# [Goal of the exercise]
Keep the wording of each record exactly the same when you repeat it, and leave out pictures.

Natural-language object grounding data
····················
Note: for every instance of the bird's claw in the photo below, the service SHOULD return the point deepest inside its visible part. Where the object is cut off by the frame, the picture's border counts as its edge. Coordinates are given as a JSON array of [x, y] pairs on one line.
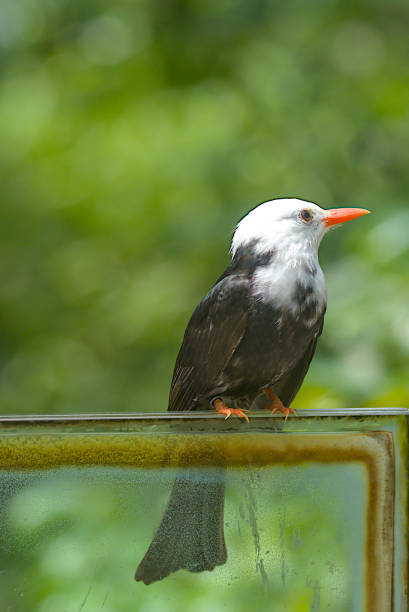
[[221, 408], [284, 410]]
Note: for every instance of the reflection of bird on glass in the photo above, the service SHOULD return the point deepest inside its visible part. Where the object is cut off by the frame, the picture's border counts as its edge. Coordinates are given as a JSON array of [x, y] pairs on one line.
[[255, 331]]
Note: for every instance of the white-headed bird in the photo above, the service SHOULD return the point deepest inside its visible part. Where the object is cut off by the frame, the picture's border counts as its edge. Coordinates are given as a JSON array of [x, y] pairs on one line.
[[255, 331]]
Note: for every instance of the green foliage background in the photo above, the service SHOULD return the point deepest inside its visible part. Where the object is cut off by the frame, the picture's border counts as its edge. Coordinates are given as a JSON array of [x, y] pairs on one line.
[[136, 134]]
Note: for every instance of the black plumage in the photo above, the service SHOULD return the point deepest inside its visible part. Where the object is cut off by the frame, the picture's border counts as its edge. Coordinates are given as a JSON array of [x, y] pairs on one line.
[[256, 329], [235, 344]]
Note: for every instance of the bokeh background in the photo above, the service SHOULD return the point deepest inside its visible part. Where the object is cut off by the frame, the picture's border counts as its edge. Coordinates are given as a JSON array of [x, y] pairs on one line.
[[135, 134]]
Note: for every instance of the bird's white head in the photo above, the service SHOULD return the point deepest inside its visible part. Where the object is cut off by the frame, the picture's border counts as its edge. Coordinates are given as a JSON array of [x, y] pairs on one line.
[[288, 225]]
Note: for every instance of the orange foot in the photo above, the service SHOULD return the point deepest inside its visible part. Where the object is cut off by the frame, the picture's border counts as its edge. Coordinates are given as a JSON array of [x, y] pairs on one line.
[[277, 405], [221, 408]]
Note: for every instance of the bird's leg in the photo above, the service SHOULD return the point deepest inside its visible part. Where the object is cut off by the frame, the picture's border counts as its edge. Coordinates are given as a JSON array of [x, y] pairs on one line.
[[277, 405], [221, 408]]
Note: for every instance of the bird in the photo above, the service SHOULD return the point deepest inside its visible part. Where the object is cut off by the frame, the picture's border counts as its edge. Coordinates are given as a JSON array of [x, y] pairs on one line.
[[255, 332]]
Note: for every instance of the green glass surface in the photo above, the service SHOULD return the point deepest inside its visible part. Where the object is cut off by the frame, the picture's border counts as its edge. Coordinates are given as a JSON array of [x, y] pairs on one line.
[[296, 526]]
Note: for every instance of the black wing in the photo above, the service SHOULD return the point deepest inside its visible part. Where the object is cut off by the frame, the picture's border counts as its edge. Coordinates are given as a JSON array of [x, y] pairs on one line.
[[211, 338], [288, 386]]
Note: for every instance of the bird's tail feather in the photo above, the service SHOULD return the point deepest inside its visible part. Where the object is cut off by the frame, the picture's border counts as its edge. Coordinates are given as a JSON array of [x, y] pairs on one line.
[[190, 535]]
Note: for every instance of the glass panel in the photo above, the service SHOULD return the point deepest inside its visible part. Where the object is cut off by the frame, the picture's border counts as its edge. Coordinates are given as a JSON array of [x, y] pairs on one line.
[[314, 514]]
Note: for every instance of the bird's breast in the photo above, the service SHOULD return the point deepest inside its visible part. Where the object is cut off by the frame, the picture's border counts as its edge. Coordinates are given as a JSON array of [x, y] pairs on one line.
[[296, 290]]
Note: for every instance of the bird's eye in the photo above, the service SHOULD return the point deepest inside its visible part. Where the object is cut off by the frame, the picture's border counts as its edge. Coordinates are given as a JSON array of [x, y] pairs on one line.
[[306, 215]]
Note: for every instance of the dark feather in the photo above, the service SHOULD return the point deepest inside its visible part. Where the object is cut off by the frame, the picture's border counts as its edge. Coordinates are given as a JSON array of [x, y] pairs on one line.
[[190, 535], [212, 336]]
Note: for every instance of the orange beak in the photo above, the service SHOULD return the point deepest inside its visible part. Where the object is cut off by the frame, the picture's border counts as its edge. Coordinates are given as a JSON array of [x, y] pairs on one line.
[[340, 215]]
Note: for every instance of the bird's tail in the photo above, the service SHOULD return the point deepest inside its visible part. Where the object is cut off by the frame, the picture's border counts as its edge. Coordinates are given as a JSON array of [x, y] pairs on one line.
[[190, 535]]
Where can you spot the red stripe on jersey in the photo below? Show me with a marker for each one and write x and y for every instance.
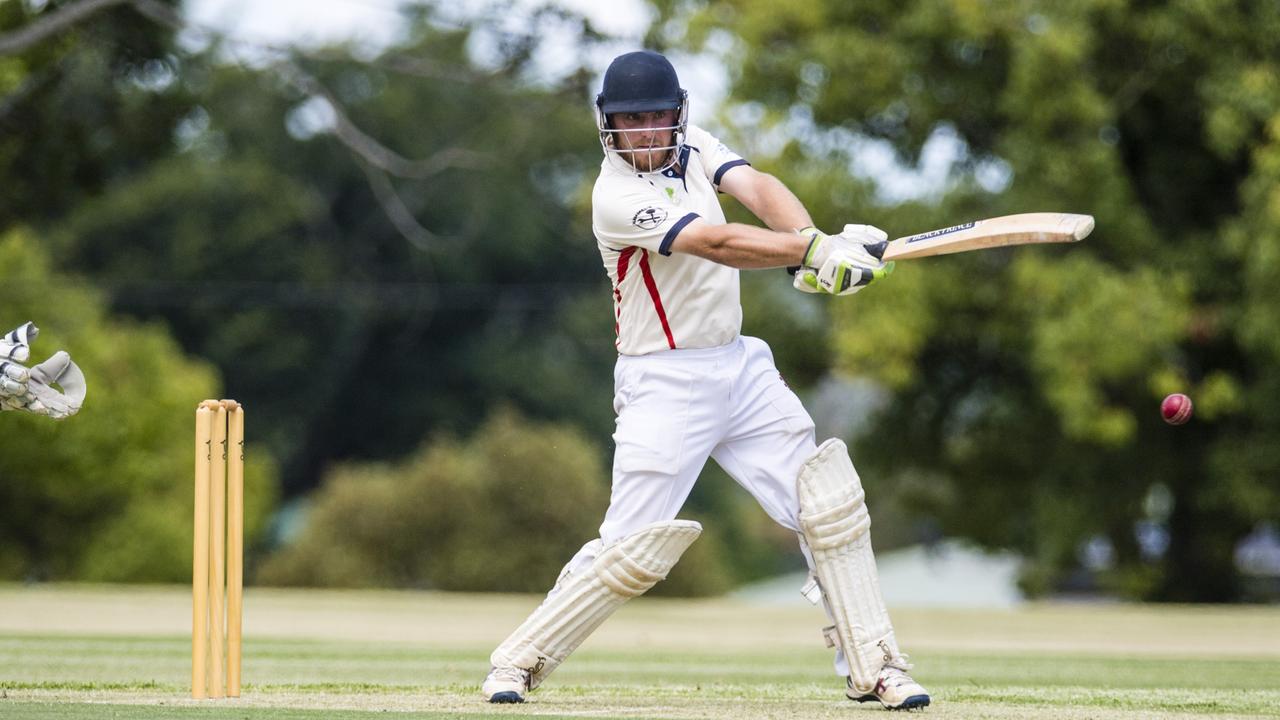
····················
# [Solution to the problem]
Note: for every instance of the bird's claw in the photo below, the service SHOULD return the point deepest inside its visible part. Where the object is cut off by the frame, the picture's border counts as its edge. Coordinates are given as a JSON array of [x, y] pairs on one line.
[[221, 408], [284, 410]]
Note: for every instance of the reflection of bird on glass in the photo above, the service SHOULD return the point deepest inside its visible part. Where the object is cut off by the frame, the picture's border counts as its edge. Coordinates are given as a JSON array of [x, y] pairs on one line.
[[255, 331]]
Note: for every instance of the white-headed bird in the photo above, the service SHOULD return the point deepest inside its visible part. Where the object is cut off by the frame, the picture's border counts as its edge. Coordinates are given as a JSON array of [x, y] pairs on one line.
[[255, 331]]
Note: for every instance of the green foliage background in the photo above, the service SHOULD return the point deepest inside its visible part. Where the object is cut off by the frame, the picture's border counts as its edge. Coordinates are given as a JSON array of [x, y] pairs on one line.
[[136, 134]]
Note: for every instance of the black plumage in the photo above, the service SHOULD return the point deepest inside its visible part. Where the object is cut off by the frame, the picture's border counts as its edge. Coordinates are given as a JSON array of [x, y] pairs on one line.
[[256, 329], [235, 344]]
Note: for every instance of the bokeh background in the photo above, the service SHOULD return the point deepest inside its visible part. Where the object is cut off by the frame, the picture's border counts as its edge. Coordinates are given as a JSON array of [x, y] pairs on one line.
[[135, 134]]
Note: for every instance of the bird's white head in the photo above, the service SHOULD return the point deepest inside its visible part. Where the object is cut off by the frame, the picture's border counts as its edge. Coordinates are given as a JSON array of [x, y] pairs on one line.
[[288, 225]]
Note: for every instance of the orange foot in the photo above, the service SHOULD return the point deepest inside its visible part. Where the object is cut off by the frame, the picture's border counts as its edge. Coordinates are given as a JSON array of [x, y] pairs on one line.
[[277, 405], [221, 408]]
Note: for every instance of the bird's leg in the photo above, the service SHOULD return the point deepest inside its visible part. Where the object is cut off by the frame, the picture's border counts as its edge. Coordinates are given as a JSON array of [x, y] pairs on one line.
[[277, 405], [221, 408]]
Note: for every instance of the bird in the photo above, the service SHOULD return the point deepest inside its visible part. Where the object is cut off by the frame, the picture's border counts as its edge. Coordinates are given as a JSON array of [x, y] pairs on one line.
[[255, 332]]
Note: for every instance of the green glass surface in the photo above, the service SHOULD return the point deepest inside its visible part. Where the object is cut off by the frame, the picture's border counts as its edge. Coordinates are given as a JSON array of [x, y] pairs on one line.
[[296, 526]]
Note: for every instance of the black wing in the photo above, the service SHOULD return the point deepest inside its visible part. Where the object is cut off by the frame, the picture's border counts as its edge. Coordinates are given as a JSON array of [x, y] pairs on one line.
[[211, 338], [288, 386]]
Note: for every instance of the bird's tail feather in the photo above, the service SHOULD return the point deepest inside its visible part. Where the object is cut off by the frame, the picture's border counts as its edge. Coordinates are given as a JSON array of [x, y] pairs on one line.
[[190, 535]]
Note: for every instance of the glass panel in the photo above, the service SHOULD return the point deepest inside its visible part. Where the object is cut off by the frame, the picture's border counts as its edge. Coordinates are given as a JSON array of [x, y] pairs on one line.
[[314, 514]]
Note: for every instance of the bird's breast in the photo above, the service SHOULD return the point deepest inside its visible part. Where the object is cut off by the frame, the picture's border counts as its edge. Coordinates are given as a JSON array of [x, y] pairs on one line.
[[296, 290]]
Note: for every instance of the bird's eye in the photo above, the service SHOULD return the point deepest inside its visible part. Where the object is cut off by the frame, the picture's border counts as its edge. Coordinates are given as a JSON array of [x, y] pairs on one line.
[[306, 215]]
Note: for every instance of the dark feather in the photo above, the service SHOULD return the point deepest inside its visible part. Where the object is cut off by the frame, the picture's border counts as its edge. Coordinates are given as a JSON array of [x, y] pairs on one line.
[[190, 535], [212, 336]]
Note: for every instance of the orange beak in the photo above, the service SHOULD return the point deepest inside its visible part. Where the object is cut off by the frame, the picture's border counts as its edge. Coordinates are given as a JSON array of [x, y] pairs on one line.
[[340, 215]]
Note: for every instance of the bird's tail in the photo above, the service SHOULD return the point deepest inside its visible part. Where the object is cut off by the frame, the picture's border counts as its edge. Coordinates are given as a JSON array of [x, y] pairs on one line.
[[190, 535]]
Where can you spot the red stripe on jersey in the photo below? Show me with a marker for each one and write x and y for every instance.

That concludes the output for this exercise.